• WHAT THE TASK ASKS
Write the data out in full and word for word. Do not include images.

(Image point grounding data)
--- --- ---

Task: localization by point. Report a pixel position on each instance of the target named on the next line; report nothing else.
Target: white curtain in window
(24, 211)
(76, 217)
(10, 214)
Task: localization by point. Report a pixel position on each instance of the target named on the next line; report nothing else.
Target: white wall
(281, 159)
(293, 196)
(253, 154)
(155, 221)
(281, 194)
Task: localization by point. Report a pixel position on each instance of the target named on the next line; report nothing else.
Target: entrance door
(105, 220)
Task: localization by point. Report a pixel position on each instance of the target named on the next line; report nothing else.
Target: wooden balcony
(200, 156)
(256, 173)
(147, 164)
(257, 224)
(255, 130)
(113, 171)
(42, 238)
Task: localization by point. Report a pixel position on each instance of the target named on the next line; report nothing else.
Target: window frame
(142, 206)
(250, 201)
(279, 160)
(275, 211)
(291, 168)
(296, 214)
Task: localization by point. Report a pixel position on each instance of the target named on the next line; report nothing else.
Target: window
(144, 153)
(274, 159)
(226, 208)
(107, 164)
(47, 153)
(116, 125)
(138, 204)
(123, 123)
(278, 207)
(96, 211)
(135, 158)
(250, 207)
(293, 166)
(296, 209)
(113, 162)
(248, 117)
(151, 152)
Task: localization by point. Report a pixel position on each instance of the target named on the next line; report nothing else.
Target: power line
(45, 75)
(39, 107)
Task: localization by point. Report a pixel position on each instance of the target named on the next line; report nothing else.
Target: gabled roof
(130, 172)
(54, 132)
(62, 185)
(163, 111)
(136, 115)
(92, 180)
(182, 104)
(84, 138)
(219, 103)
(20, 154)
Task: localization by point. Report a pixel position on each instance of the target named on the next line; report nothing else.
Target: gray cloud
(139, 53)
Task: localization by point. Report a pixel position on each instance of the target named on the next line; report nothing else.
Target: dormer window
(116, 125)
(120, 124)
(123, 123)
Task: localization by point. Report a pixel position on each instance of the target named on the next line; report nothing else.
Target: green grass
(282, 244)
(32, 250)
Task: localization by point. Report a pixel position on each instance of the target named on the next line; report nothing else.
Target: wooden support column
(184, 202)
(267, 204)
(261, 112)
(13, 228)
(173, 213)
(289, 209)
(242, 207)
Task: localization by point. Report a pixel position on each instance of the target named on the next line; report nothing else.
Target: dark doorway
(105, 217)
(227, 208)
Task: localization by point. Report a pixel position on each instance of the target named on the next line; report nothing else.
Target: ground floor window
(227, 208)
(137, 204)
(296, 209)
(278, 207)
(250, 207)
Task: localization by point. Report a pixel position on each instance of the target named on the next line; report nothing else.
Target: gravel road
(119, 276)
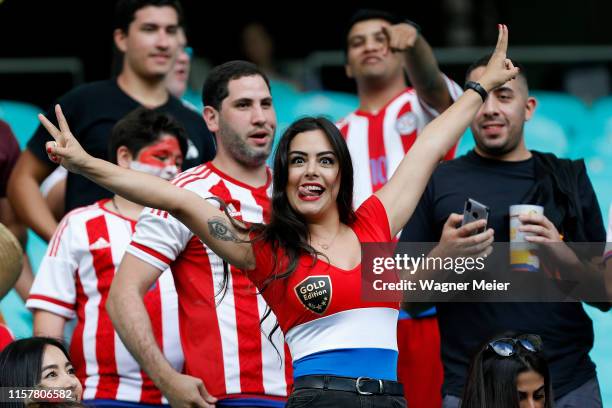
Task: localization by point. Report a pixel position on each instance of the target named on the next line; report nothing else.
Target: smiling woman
(306, 261)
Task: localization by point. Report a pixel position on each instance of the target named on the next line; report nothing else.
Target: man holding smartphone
(500, 172)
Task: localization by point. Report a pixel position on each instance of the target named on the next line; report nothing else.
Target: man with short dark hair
(146, 34)
(382, 51)
(228, 355)
(500, 172)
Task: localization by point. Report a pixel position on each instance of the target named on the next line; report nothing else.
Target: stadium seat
(22, 117)
(333, 105)
(601, 127)
(567, 110)
(546, 135)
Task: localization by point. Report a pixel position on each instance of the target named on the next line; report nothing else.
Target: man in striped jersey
(381, 49)
(76, 273)
(229, 359)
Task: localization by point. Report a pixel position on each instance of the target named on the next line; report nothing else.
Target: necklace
(330, 243)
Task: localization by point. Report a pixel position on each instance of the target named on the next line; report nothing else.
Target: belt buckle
(361, 392)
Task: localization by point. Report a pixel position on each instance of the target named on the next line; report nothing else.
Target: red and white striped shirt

--- --- ---

• REPLY TO THE TASK
Task: localization by point. Report a pixel position on each instance of the target named on the next line; report nothing else.
Target: white curtain in window
(24, 211)
(76, 217)
(10, 214)
Task: localization by point. Report a pixel position on each instance of the target named on the next line; report nothing else.
Target: white wall
(281, 159)
(293, 196)
(253, 154)
(155, 221)
(281, 194)
Task: localization by point. Report a pixel position on each instance of the target named on the next line; report nothing else.
Target: entrance door
(105, 220)
Task: localization by point. Report a pixel position on each instance of the target named on the next line; report nothing else.
Target: wooden balcony
(200, 156)
(256, 173)
(147, 164)
(257, 224)
(255, 130)
(113, 171)
(42, 238)
Task: localization by point. Report a pixel position on each instance of the target named on the next line; report nothing else.
Target: window frame
(142, 206)
(250, 201)
(279, 160)
(275, 211)
(291, 168)
(296, 214)
Task: localization by point. Report a pixel position on each instance of the target named on the next line; report nothing else.
Target: window
(144, 153)
(274, 159)
(226, 208)
(107, 164)
(47, 153)
(116, 125)
(138, 204)
(123, 123)
(278, 207)
(96, 211)
(135, 158)
(250, 207)
(293, 166)
(296, 209)
(113, 162)
(248, 117)
(151, 152)
Task: localization by point. Report a pixel position on each instance of the target named on the next line; report nothing else.
Target: power line
(45, 75)
(39, 107)
Task: localization by point. Report a pixel position on each instance of the target named on the next line; report nothing else.
Target: gabled roof
(130, 172)
(54, 132)
(62, 185)
(163, 111)
(136, 115)
(92, 180)
(182, 104)
(84, 138)
(219, 103)
(20, 154)
Task: localization by point. Report a pixel position on each instance of the target named on the next line; report nothing else.
Target: gray cloud
(139, 53)
Task: localization by point. Report a pixel position on each instance of the target named on the next line; report nothing else.
Target: dormer window
(116, 125)
(120, 124)
(123, 123)
Task: localization by point. Report a pixel position on each instance of the target named on the next line; report nothing else.
Target: green grass
(282, 244)
(32, 250)
Task: localization by point. Report a pixel position on each instance of the target named on the next line; report nothing else.
Target: wooden support column
(184, 202)
(267, 204)
(261, 112)
(13, 228)
(173, 213)
(289, 209)
(242, 207)
Task: localization by point. Report a pixel position on each instance of the target named on the next line; report nothing else.
Target: dark doorway
(105, 217)
(227, 208)
Task: localization by point. Report a pixel position on each instance of the target named on the next line; report nothing else.
Target: ground floor window
(227, 208)
(137, 204)
(296, 209)
(278, 207)
(250, 207)
Task: localization by point. Report a pixel position on each instance of the target named on the next line; report nothing else.
Target: gravel road
(119, 276)
Task: localization by point. Report a pixel position on each instance of the target named on the next line; report nothing else.
Target: smiling woman
(306, 261)
Task: localization by point. Report a pixel position on each instance of the target named on the next line; report nothing else.
Target: man holding smartphone
(500, 172)
Task: localization by point. Report a pixel position on each instance of the target named on the next line; report nothing else.
Target: man with short dark hair
(146, 34)
(382, 51)
(228, 355)
(500, 172)
Task: localization by point. Report a pixel position on each instance of the target named on the next line; report nothing else.
Target: stadium seat
(22, 117)
(333, 105)
(601, 127)
(567, 110)
(546, 135)
Task: localization by point. Report a pixel position on each instance of the target named on the next line; report nothing else.
Target: man in striped jersey
(381, 49)
(76, 273)
(229, 359)
Task: localization by point. Report a pixel position on each instance of the target named on the next line; report nothing else.
Target: necklace
(330, 243)
Task: localization by point. Report a pixel position on each instance of the target named on the next line; report nothing else.
Target: belt buckle
(361, 392)
Task: localization by point. Report a pixel position on each instance of the target named on the next line; report nothing else.
Target: red and white striped shirt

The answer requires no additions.